▸ What is required:
Repeat each entry word for word.

[Records from a data collection]
= Beginning of Section =

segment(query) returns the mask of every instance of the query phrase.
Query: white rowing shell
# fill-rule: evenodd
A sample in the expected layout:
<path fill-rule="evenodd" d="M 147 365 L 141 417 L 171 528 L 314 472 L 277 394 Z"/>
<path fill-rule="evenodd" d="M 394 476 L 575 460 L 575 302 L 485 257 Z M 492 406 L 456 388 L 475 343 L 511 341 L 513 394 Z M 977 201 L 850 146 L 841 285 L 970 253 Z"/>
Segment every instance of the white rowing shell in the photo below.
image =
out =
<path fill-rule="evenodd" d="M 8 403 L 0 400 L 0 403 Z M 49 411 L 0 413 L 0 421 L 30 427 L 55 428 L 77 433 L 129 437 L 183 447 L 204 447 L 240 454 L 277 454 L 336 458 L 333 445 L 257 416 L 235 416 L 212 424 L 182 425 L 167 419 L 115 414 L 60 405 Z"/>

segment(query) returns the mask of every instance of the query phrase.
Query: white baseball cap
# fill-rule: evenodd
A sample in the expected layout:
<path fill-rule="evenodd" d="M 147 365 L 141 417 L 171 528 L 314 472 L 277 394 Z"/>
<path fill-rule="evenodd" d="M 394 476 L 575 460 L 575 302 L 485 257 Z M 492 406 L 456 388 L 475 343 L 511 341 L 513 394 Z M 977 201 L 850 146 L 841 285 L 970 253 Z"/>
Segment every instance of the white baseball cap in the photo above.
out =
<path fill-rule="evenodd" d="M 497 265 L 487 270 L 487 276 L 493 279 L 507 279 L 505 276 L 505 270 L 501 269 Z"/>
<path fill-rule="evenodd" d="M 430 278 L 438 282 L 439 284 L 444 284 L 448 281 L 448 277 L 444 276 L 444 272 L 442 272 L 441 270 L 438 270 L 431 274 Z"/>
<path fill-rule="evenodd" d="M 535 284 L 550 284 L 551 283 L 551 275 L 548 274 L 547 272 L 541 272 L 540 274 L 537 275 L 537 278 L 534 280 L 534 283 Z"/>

= End of Section =

▸ Final answer:
segment(query) returns the mask of every instance of the query phrase.
Query: white rowing shell
# fill-rule: evenodd
A sample in the expected layout:
<path fill-rule="evenodd" d="M 147 365 L 141 417 L 171 528 L 314 472 L 277 394 Z"/>
<path fill-rule="evenodd" d="M 394 476 L 575 460 L 575 302 L 485 257 Z M 492 406 L 456 388 L 475 343 L 511 341 L 513 394 Z M 977 201 L 850 146 L 841 285 L 970 253 Z"/>
Segment every instance of the white rowing shell in the photo below.
image =
out =
<path fill-rule="evenodd" d="M 8 403 L 0 400 L 0 403 Z M 49 411 L 0 413 L 0 421 L 30 427 L 55 428 L 77 433 L 129 437 L 183 447 L 204 447 L 240 454 L 277 454 L 336 458 L 333 445 L 257 416 L 235 416 L 212 424 L 182 425 L 167 419 L 115 414 L 60 405 Z"/>

segment(query) returns the mask of every instance of the query phrase.
Query: white baseball cap
# fill-rule: evenodd
A sample in the expected layout:
<path fill-rule="evenodd" d="M 147 365 L 141 417 L 171 528 L 314 472 L 277 394 Z"/>
<path fill-rule="evenodd" d="M 394 476 L 575 460 L 575 302 L 485 257 Z M 492 406 L 456 388 L 475 343 L 511 341 L 513 394 Z M 977 201 L 850 146 L 841 285 L 970 253 Z"/>
Segment every instance of the white baseball cap in the photo above.
out =
<path fill-rule="evenodd" d="M 497 265 L 487 270 L 487 276 L 493 279 L 507 279 L 505 276 L 505 270 L 501 269 Z"/>
<path fill-rule="evenodd" d="M 430 278 L 438 282 L 439 284 L 444 284 L 448 281 L 448 277 L 444 276 L 444 272 L 442 272 L 441 270 L 438 270 L 431 274 Z"/>
<path fill-rule="evenodd" d="M 535 284 L 550 284 L 551 283 L 551 275 L 548 274 L 547 272 L 541 272 L 540 274 L 537 275 L 537 278 L 534 280 L 534 283 Z"/>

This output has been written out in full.